EXTRAIT DE PAGE:
Telles sont les conditions dans lesquelles se déroule ce qu’Isaac appelle son « exil ». Cette grande pauvreté accentue évidemment l’aspect ascétique de l’observance cistercienne, mais, en même temps, elle fait apparaître plus qu’ailleurs sa nécessité. Le suivi rigoureux des règles fondamentales de la vie monastique devient ici la clef de la survie de la communauté. De plus, ces difficultés somme toute mondaines offrent en quelque sorte aux moines l’opportunité d’élever leur vie spirituelle vers la perfection. Pour encourager ses moines à persévérer dans la voie régulière, Isaac tient un discours où se mêlent deux points de vue : le premier, c’est celui du « monde » — voire celui du continent —, à la lumière duquel on mesure ce que l’on perd ; le second, c’est celui de la vocation monastique, qui permet de mesurer un profit spirituel. Le texte suivant donne un bon exemple de cette méthode :

« Ainsi en est-il de nous : cherchant à atteindre le ciel, nous nous sommes retirés du monde des hommes ; aspirant à la plénitude, nous avons rejeté les richesses ; ambitionnant les honneurs, nous nous sommes vraiment ravalés au rang de balayures de ce monde ! Nous qui, dans le monde, paraissions être quelque chose [Qui in mundo aliquid videbamur], qui dans la communauté de nos frères avions aussi quelque réputation, voilà qu’afin de pouvoir devenir vraiment quelque chose [ut vere aliquid fore possimus], nous nous sommes réduits à rien [ad nihilum]. Car qu’est-ce que le monde garde pour nous, je ne dis plus d’estime, mais même de souvenir ?” (S. 27, 2)

JEU DE DONNÉES:
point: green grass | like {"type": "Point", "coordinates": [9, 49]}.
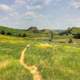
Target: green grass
{"type": "Point", "coordinates": [59, 62]}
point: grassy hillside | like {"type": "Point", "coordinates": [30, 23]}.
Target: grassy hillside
{"type": "Point", "coordinates": [55, 61]}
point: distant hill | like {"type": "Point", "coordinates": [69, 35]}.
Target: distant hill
{"type": "Point", "coordinates": [30, 32]}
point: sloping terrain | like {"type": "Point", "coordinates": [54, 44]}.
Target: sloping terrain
{"type": "Point", "coordinates": [55, 61]}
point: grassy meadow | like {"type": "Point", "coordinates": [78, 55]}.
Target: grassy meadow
{"type": "Point", "coordinates": [55, 61]}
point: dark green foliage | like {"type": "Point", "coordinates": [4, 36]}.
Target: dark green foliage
{"type": "Point", "coordinates": [77, 36]}
{"type": "Point", "coordinates": [24, 35]}
{"type": "Point", "coordinates": [8, 33]}
{"type": "Point", "coordinates": [2, 32]}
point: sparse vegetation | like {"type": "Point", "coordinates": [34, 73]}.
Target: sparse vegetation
{"type": "Point", "coordinates": [56, 60]}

TRAVAIL DEMANDÉ:
1. D'après l'extrait, que devient le suivi rigoureux des règles fondamentales de la vie monastique dans cette grande pauvreté ?
2. Listez, en les recopiant, toutes les lignes qui contiennent le mot « sparse ».
L'extrait et les lignes n'ont aucun lien entre eux.

RÉSULTATS OBTENUS:
1. Il devient la clef de la survie de la communauté.

2.
point: sparse vegetation | like {"type": "Point", "coordinates": [34, 73]}.
Target: sparse vegetation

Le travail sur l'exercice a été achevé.